* [What needs to be done] Rescale everything from the start of the records down to the line containing "xmin=250 ymin=111 xmax=414 ymax=251", including that line. Reproduce it all, requests included, with every bounding box coordinate in the answers multiplied by 1.3 and rounded to a whole number (halves round up), leaving the requests and their format samples unchanged.

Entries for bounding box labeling
:::
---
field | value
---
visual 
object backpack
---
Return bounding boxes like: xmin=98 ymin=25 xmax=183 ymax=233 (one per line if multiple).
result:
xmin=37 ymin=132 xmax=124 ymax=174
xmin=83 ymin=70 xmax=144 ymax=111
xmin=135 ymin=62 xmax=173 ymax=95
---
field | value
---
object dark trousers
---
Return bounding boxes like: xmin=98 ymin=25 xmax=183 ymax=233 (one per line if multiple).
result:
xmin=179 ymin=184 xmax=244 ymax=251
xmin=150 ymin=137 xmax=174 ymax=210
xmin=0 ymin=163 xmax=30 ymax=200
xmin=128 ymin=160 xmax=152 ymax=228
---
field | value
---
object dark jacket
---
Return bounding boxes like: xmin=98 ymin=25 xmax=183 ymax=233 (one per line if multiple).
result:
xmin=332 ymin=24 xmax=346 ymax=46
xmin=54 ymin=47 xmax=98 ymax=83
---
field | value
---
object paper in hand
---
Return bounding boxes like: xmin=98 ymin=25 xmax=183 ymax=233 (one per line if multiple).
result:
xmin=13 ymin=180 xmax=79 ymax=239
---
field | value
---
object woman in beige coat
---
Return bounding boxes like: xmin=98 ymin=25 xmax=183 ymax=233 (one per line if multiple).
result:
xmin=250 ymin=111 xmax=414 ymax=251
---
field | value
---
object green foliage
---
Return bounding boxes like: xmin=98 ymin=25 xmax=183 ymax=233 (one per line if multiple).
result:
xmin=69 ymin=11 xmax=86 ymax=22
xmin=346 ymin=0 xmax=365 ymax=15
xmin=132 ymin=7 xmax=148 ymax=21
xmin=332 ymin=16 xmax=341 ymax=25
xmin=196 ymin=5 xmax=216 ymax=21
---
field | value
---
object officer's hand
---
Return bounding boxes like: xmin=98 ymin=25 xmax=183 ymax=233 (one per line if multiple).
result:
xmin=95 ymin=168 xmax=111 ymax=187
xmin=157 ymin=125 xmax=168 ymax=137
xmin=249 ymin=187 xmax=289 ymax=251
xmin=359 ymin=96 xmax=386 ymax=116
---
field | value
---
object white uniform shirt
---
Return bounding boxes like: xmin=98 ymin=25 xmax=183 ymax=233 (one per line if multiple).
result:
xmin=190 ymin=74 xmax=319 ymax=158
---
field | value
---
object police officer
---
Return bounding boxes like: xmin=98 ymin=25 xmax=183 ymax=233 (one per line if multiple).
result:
:::
* [Output for this exercise]
---
field | value
---
visual 
object backpack
---
Return bounding boxes like: xmin=98 ymin=25 xmax=183 ymax=233 (one per line if multiple).
result:
xmin=48 ymin=172 xmax=161 ymax=226
xmin=108 ymin=91 xmax=187 ymax=144
xmin=176 ymin=81 xmax=225 ymax=124
---
field | value
---
object dark trousers
---
Return bounding boxes like: xmin=98 ymin=25 xmax=183 ymax=233 (one per line if multiple).
result:
xmin=233 ymin=239 xmax=317 ymax=326
xmin=195 ymin=178 xmax=226 ymax=273
xmin=0 ymin=212 xmax=39 ymax=260
xmin=166 ymin=208 xmax=198 ymax=296
---
field | value
---
object dark jacket
---
Return bounding boxes like: xmin=98 ymin=25 xmax=183 ymax=233 (one per line if multiple).
result:
xmin=432 ymin=31 xmax=450 ymax=60
xmin=70 ymin=61 xmax=127 ymax=108
---
field | value
---
object paper in hand
---
Return bounding boxes like: xmin=98 ymin=25 xmax=183 ymax=233 (one per line if multiple).
result:
xmin=17 ymin=234 xmax=103 ymax=311
---
field | value
---
object woman in beige coat
---
Return bounding boxes like: xmin=98 ymin=25 xmax=183 ymax=233 (one per line if multiple).
result:
xmin=325 ymin=144 xmax=538 ymax=326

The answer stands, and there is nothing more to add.